### WHAT IS REQUIRED:
Rewrite the stretch from the first line of the items below through the line containing "point(453, 311)" as a numbered list, both ends included. Leave out any blank lines.
### MATERIAL SHOWN ###
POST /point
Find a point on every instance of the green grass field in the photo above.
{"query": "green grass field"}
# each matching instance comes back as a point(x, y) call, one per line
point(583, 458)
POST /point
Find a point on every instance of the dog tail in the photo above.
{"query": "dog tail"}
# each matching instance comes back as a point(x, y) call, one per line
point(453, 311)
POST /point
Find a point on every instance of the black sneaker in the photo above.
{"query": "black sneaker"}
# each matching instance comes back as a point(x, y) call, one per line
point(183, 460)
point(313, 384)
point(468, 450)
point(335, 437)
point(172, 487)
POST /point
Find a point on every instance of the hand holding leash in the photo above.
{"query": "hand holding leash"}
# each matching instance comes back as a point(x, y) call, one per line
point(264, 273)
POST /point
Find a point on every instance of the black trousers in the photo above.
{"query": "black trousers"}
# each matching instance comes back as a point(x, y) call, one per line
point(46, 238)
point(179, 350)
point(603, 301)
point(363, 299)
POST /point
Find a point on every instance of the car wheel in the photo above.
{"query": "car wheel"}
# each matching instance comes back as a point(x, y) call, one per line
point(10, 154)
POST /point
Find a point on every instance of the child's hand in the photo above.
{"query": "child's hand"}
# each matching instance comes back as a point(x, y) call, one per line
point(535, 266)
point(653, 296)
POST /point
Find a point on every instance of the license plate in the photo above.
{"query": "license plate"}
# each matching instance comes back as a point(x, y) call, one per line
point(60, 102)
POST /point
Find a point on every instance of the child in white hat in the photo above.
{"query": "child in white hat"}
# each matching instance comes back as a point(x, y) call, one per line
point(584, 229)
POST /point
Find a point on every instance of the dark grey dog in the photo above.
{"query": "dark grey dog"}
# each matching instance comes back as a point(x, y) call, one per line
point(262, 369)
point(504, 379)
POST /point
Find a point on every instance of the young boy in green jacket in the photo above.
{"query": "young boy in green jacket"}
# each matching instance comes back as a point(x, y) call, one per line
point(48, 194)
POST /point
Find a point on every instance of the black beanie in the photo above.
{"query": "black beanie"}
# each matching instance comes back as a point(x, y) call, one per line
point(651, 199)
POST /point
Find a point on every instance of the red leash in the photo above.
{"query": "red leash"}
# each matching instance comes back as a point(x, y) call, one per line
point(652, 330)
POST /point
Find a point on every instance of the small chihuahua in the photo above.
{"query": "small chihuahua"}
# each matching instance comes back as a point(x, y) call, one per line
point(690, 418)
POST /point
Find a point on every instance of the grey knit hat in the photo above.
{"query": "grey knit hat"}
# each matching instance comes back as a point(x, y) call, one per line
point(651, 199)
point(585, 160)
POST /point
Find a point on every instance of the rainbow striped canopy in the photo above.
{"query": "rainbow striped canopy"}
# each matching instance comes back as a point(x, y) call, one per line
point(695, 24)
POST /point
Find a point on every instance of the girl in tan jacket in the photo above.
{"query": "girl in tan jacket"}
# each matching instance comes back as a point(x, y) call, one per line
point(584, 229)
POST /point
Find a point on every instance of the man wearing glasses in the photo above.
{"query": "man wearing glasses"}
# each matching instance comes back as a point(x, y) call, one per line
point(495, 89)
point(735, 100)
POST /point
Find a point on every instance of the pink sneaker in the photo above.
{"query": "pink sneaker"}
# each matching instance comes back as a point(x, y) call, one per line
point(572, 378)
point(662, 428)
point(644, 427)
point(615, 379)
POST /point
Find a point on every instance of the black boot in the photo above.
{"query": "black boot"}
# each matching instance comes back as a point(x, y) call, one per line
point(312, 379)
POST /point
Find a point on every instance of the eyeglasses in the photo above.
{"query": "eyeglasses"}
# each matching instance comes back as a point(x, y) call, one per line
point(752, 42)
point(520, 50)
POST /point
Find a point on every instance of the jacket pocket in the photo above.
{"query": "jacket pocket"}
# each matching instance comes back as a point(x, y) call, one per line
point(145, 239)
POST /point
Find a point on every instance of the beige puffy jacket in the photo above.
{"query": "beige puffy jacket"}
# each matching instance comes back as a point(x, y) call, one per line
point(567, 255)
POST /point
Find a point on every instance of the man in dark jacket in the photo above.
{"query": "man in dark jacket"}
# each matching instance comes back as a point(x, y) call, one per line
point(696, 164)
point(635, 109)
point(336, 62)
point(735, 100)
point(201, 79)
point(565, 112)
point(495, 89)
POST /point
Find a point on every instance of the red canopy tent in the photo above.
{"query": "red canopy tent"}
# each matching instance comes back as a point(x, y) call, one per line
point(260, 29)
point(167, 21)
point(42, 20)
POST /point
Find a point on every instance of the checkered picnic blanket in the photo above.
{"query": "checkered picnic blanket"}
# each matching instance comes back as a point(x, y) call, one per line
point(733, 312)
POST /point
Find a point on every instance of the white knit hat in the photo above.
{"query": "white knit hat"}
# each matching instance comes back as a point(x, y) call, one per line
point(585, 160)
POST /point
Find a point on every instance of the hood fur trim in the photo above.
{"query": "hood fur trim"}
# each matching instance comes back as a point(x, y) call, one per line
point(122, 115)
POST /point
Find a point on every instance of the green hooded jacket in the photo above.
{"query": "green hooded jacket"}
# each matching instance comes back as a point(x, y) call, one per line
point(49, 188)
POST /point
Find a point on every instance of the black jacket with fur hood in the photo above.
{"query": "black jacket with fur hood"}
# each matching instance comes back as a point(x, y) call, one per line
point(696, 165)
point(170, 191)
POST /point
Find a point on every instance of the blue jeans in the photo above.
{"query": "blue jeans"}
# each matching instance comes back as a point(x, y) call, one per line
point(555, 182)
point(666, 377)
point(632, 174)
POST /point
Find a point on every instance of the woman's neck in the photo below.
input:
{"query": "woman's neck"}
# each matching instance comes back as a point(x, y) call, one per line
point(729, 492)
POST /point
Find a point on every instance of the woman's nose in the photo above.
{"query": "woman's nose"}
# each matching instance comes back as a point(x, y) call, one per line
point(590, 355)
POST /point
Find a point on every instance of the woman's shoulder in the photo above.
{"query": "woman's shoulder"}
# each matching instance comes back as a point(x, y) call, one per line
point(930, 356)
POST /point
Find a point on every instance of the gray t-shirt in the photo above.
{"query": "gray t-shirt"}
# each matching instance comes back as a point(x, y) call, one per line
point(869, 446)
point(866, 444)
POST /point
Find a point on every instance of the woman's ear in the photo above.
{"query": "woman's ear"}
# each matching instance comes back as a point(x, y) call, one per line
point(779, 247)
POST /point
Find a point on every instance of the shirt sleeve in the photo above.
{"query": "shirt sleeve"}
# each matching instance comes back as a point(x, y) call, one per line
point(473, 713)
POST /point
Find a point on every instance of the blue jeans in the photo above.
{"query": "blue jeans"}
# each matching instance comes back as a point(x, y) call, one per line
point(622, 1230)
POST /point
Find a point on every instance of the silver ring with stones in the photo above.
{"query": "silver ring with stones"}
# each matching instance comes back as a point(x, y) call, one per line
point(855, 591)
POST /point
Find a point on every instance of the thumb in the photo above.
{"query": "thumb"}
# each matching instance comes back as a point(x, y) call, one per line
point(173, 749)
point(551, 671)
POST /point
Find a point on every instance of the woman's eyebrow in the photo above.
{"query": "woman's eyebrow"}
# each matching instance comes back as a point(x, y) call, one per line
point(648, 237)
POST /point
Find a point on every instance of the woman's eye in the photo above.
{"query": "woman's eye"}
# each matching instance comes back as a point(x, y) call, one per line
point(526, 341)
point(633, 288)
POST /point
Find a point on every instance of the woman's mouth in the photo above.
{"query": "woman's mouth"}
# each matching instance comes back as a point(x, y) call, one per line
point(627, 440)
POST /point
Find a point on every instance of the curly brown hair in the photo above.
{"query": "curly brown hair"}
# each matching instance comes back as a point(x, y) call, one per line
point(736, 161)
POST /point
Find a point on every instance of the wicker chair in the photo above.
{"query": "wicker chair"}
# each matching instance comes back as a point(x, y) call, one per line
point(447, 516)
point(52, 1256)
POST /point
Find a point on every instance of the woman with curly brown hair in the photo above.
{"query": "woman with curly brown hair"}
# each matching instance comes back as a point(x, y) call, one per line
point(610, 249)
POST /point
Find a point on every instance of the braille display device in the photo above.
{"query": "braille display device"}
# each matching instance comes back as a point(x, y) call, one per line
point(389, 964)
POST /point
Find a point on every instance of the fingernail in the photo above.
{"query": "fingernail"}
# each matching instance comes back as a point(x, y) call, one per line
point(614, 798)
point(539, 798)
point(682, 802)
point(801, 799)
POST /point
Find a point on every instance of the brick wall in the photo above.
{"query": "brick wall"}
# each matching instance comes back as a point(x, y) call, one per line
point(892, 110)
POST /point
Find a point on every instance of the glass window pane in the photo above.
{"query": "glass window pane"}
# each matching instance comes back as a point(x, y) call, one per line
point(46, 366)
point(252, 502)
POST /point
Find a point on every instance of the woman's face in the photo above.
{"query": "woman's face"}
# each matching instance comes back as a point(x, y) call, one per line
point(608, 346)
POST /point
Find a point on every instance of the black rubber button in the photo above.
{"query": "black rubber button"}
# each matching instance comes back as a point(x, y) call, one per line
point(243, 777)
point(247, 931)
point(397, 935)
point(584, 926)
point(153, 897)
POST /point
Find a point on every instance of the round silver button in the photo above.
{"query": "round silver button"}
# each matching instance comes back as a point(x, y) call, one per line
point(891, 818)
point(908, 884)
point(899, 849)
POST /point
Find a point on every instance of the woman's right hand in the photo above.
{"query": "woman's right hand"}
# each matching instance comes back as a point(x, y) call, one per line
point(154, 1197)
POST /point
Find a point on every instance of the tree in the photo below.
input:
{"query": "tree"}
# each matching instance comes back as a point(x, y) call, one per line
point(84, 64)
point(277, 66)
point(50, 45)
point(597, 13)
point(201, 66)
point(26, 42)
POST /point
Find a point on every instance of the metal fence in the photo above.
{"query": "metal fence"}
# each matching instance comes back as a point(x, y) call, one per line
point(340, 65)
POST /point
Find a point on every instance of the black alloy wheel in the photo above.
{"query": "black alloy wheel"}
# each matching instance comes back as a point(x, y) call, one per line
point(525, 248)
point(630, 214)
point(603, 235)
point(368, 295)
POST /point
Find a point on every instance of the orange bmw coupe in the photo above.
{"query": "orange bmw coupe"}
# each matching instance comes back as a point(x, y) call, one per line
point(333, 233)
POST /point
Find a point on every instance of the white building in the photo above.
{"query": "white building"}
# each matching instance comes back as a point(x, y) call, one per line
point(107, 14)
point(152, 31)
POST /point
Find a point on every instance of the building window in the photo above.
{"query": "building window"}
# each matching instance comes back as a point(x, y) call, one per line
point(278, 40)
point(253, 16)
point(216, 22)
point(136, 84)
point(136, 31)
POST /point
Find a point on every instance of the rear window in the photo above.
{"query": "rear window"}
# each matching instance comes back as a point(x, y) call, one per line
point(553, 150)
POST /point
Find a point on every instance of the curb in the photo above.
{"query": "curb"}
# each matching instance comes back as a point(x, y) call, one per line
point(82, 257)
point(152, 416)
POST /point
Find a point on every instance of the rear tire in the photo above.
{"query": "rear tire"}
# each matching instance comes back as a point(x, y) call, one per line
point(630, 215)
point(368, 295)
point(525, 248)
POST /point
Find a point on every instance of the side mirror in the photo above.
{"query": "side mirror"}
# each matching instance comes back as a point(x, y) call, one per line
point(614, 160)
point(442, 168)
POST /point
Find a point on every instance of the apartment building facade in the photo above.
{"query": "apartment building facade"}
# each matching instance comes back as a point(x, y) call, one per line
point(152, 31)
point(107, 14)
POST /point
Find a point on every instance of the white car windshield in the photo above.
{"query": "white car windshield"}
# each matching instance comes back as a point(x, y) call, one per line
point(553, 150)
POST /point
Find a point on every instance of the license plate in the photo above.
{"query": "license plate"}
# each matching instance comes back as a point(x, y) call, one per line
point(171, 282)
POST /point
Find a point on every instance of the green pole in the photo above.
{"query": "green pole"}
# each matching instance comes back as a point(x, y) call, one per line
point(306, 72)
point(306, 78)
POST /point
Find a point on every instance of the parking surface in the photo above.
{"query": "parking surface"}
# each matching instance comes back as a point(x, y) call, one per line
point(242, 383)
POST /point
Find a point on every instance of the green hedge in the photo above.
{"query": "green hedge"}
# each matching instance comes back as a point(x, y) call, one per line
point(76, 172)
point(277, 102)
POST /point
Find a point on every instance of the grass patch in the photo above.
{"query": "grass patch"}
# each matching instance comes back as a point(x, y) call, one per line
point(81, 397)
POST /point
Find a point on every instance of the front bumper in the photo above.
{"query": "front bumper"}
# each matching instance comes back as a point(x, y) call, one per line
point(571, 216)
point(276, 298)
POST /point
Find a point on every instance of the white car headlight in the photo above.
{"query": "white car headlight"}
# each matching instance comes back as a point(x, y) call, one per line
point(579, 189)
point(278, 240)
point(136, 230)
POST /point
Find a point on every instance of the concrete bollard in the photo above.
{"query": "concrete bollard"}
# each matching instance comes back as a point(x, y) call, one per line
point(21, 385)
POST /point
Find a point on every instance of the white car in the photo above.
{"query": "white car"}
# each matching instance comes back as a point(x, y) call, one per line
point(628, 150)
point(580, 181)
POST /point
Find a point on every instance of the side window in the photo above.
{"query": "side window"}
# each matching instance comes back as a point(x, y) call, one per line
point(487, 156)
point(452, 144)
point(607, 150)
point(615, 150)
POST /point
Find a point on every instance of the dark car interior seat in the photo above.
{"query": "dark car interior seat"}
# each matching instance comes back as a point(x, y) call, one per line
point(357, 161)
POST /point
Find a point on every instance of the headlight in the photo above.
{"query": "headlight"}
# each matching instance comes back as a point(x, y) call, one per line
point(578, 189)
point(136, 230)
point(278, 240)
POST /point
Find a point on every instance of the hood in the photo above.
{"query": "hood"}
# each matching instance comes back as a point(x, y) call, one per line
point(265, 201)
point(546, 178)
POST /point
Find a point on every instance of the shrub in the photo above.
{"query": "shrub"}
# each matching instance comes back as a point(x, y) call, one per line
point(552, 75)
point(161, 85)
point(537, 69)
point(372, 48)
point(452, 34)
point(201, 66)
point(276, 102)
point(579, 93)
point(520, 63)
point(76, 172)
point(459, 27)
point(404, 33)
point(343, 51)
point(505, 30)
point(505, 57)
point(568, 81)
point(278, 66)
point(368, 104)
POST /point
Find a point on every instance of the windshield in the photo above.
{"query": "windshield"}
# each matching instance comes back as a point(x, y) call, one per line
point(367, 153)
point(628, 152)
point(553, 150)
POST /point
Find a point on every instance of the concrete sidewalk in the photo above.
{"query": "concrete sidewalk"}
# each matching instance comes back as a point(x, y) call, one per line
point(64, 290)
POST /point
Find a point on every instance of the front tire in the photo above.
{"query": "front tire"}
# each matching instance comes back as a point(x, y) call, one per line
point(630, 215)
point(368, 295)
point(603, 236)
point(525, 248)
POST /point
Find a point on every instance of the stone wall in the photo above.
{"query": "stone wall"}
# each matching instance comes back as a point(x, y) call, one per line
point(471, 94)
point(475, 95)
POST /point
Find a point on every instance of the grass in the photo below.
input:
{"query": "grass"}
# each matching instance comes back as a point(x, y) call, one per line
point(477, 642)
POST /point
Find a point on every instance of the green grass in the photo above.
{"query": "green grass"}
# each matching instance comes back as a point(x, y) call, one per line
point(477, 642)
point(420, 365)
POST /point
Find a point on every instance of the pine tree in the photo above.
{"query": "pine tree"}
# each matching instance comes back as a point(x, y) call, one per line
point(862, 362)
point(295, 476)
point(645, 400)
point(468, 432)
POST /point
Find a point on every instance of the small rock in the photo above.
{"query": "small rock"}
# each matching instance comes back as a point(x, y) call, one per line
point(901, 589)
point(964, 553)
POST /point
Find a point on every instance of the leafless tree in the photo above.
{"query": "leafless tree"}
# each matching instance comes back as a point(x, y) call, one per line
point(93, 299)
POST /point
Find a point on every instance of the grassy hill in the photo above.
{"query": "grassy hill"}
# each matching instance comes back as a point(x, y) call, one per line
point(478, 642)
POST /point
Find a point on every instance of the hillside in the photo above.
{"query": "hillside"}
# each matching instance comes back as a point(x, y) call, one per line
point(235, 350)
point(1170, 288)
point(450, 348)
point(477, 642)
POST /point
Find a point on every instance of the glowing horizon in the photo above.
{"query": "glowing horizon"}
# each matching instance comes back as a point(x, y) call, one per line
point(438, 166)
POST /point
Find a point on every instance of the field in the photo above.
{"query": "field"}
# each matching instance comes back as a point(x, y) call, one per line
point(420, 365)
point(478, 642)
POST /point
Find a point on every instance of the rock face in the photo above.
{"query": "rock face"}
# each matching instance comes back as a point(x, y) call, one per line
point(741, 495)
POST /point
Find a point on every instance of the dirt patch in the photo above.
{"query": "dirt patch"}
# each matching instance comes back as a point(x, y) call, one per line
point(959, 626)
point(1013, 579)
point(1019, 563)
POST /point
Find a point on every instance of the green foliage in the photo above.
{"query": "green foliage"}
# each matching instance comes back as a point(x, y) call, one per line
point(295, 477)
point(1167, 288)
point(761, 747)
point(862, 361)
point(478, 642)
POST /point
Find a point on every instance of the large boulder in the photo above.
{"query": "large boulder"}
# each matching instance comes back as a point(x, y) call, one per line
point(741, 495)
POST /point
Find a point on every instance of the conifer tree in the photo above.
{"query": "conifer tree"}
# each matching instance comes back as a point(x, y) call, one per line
###
### TASK ANSWER:
1. POST /point
2. Find a point on every instance of the green grass field in the photo above.
3. {"query": "green grass field"}
4. # each matching instance comes back as a point(x, y) call, one per line
5. point(583, 458)
6. POST /point
7. Find a point on every instance of the dog tail in the photo above.
8. {"query": "dog tail"}
9. # each matching instance comes back as a point(x, y) call, one per line
10. point(453, 311)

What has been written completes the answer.